++++ Source ++++

Categories: Covers Mixes, Mix CD-Rs, Songbooks Tags:

Any Major Lamont Dozier Songbook

September 27th, 2022 3 comments


A few weeks ago we marked the death on August 8 of Lamont Dozier with a mix of songs he wrote at Motown with the brothers Brian and Eddie Holland. This is a sequel to the Any Major Holland-Dozier-Holland Songbook, covering almost exclusively the post-Motown era, during which Dozier still worked with the Hollands, but also with others and on his own.

Holland-Dozier-Holland split from Motown acrimoniously. Having founded the Invictus label, which created some of the greatest early-‘70s soul music, the trio were precluded by a lawsuit from crediting themselves for the songs they wrote. That’s how the fictional Edith Wayne, a pseudonym for HDH, came to co-write soul classics such as Band Of Gold, Give Me Just A Little More Time, Dangling On A String, Everything’s Tuesday, Westbound No. 9, Too Many Cooks (Spoil The Soup), and others.

The legal strife with Berry Gordy Jr was nasty business, but according to Dozier it was exactly that: just business. So by the mid-1970s, the Hollands worked with Motown again, in a delightful twist producing The Supremes, the band which in the 1960s they had produced to superstardom (and listen to Freda Payne’s Deeper And Deeper to hear some of that residual Supremes-like magic). On The Supremes’ 1976’s hit album High Energy, only Mary Wilson was left of the classic line-up. Sharing the lead by then was Scherrie Payne, Freda’s younger sister. But on the featured track, the Dozier co-written Don’t Let My Teardrops Bother You, Wilson takes the lead.

Before Scherrie joined The Supremes in 1973, she was in the Invictus band The Glass House, featured here with the gospel-funk track Heaven Is There To Guide Us, for which she received a co-writer’s credit, as she did for Crumbs Off The Table, a Glass House track covered here by Dusty Springfield.

++++ Information provided ++++

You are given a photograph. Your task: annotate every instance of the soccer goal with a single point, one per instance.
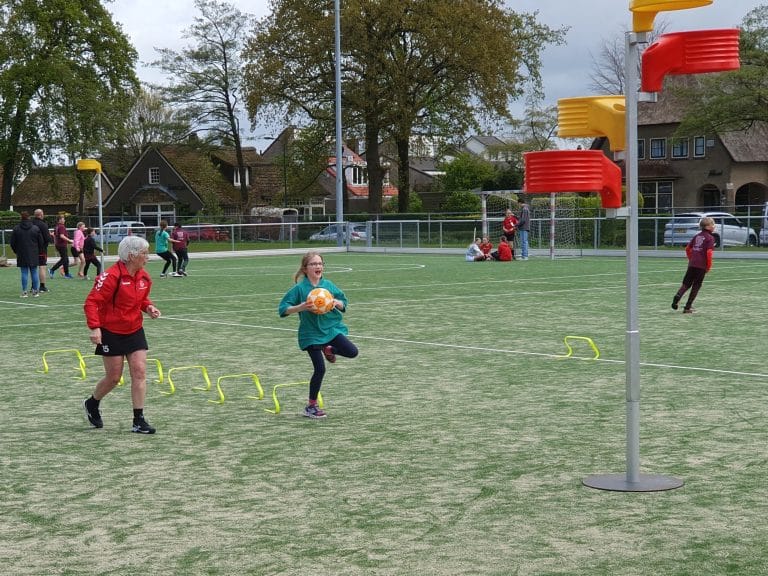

++++

The task.
Copy the Lamont Dozier songbook text, starting at "Before Scherrie joined" and stopping after "by Dusty Springfield.". Replace "gospel-funk" with "gospel-soul".

Response to the task.
Before Scherrie joined The Supremes in 1973, she was in the Invictus band The Glass House, featured here with the gospel-soul track Heaven Is There To Guide Us, for which she received a co-writer’s credit, as she did for Crumbs Off The Table, a Glass House track covered here by Dusty Springfield.